- _Short task 1_
Set down a portion of the rows below word for word. Begin at the row line that has "Could you point out the overcast" and continue through the final line of the rows.

- _Source document_
◇ ◇ ◇

It may sound like an obvious question, but which should I go with? Truth be told, I'm more partial to keeping quiet. Any suggestions?
 
I would stop going to church and be honest about what you believe or dont believe.

I will probably get flamed for saying that but you cant lie to yourself. You cant lie to the people who are in that church and you cant lie to your family.

Of course the great solution would be for you to start believeing in God and to continue going to church but with a purpose... But thats something you have to decide for yourself.
 
In addition.. i dunno the reasons you are atheist but if you ever wanna chat about God and stuff then drop me a mail or an IM.
 
"Honesty is the best policy"

I know where you are coming from and I understand your point. I should be honest. But being honest about my beliefs and esentially cutting off another source of comfort for her seems a bit callous on my part.

Thanks for the offer. I may take you up if I need to chat. But for now, I'll make my own way. Cheers anyway.
 
well seeing how God always has wanted his follower do to the right thing, be people of integerity, and honesty, then you might as well tell her the truth.
 
I concur.

If she is strong in her faith, do you really think she wants to going through the motions, trying to fake God out?

◇ ◇ ◇

- _Stored rows_
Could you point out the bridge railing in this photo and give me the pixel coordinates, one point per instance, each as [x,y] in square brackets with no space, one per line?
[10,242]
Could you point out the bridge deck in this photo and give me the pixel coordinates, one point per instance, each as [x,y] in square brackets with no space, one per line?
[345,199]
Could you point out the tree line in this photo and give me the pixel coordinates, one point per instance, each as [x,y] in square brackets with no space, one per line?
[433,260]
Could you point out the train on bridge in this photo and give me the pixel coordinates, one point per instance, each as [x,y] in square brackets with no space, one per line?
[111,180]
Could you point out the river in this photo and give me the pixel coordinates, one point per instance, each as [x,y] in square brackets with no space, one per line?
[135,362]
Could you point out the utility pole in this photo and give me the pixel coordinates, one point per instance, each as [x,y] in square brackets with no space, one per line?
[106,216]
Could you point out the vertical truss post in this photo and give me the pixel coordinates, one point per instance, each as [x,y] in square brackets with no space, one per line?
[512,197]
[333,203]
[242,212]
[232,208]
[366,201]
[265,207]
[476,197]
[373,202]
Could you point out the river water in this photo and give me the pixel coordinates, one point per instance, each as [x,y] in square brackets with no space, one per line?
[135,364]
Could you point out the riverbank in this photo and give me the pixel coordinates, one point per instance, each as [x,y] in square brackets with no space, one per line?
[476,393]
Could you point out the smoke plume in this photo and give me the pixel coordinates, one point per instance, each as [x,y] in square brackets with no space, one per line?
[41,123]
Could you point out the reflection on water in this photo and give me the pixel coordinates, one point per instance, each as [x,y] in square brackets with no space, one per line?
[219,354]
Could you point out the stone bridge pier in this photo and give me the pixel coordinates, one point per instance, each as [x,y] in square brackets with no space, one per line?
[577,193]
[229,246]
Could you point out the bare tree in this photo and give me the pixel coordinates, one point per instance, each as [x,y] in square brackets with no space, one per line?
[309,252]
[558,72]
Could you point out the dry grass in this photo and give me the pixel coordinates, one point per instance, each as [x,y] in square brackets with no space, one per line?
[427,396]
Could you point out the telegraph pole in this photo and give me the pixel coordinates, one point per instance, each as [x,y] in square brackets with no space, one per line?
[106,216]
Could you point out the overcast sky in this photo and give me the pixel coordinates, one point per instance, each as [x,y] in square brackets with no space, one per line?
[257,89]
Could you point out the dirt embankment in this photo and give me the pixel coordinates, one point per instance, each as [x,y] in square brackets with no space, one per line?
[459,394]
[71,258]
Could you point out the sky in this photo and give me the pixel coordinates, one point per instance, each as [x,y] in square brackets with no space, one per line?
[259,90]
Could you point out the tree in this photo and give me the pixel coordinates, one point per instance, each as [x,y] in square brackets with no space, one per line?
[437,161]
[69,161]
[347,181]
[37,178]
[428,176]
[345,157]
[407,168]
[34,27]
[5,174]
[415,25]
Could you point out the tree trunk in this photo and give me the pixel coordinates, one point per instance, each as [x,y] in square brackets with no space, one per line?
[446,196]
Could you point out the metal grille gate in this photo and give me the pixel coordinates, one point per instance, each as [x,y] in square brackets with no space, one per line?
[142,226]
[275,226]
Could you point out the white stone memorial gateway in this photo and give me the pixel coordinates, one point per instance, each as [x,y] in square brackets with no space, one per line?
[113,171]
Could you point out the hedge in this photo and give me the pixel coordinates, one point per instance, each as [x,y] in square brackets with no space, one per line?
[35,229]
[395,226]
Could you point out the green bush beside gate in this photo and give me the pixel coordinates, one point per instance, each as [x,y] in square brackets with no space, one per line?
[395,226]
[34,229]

◇ ◇ ◇

- _Short task 2_
Extract a passage from the discussion above about telling family the truth about not believing. Begin at the words "Of course the" and stop after "on my part.", keeping the wording unchanged.

- _Written answer 1_
Could you point out the overcast sky in this photo and give me the pixel coordinates, one point per instance, each as [x,y] in square brackets with no space, one per line?
[257,89]
Could you point out the dirt embankment in this photo and give me the pixel coordinates, one point per instance, each as [x,y] in square brackets with no space, one per line?
[459,394]
[71,258]
Could you point out the sky in this photo and give me the pixel coordinates, one point per instance, each as [x,y] in square brackets with no space, one per line?
[259,90]
Could you point out the tree in this photo and give me the pixel coordinates, one point per instance, each as [x,y] in square brackets with no space, one per line?
[437,161]
[69,161]
[347,181]
[37,178]
[428,176]
[345,157]
[407,168]
[34,27]
[5,174]
[415,25]
Could you point out the tree trunk in this photo and give me the pixel coordinates, one point per instance, each as [x,y] in square brackets with no space, one per line?
[446,196]
Could you point out the metal grille gate in this photo and give me the pixel coordinates, one point per instance, each as [x,y] in square brackets with no space, one per line?
[142,226]
[275,226]
Could you point out the white stone memorial gateway in this photo and give me the pixel coordinates, one point per instance, each as [x,y] in square brackets with no space, one per line?
[113,171]
Could you point out the hedge in this photo and give me the pixel coordinates, one point per instance, each as [x,y] in square brackets with no space, one per line?
[35,229]
[395,226]
Could you point out the green bush beside gate in this photo and give me the pixel coordinates, one point per instance, each as [x,y] in square brackets with no space, one per line?
[395,226]
[34,229]

- _Written answer 2_
Of course the great solution would be for you to start believeing in God and to continue going to church but with a purpose... But thats something you have to decide for yourself.
 
In addition.. i dunno the reasons you are atheist but if you ever wanna chat about God and stuff then drop me a mail or an IM.
 
"Honesty is the best policy"

I know where you are coming from and I understand your point. I should be honest. But being honest about my beliefs and esentially cutting off another source of comfort for her seems a bit callous on my part.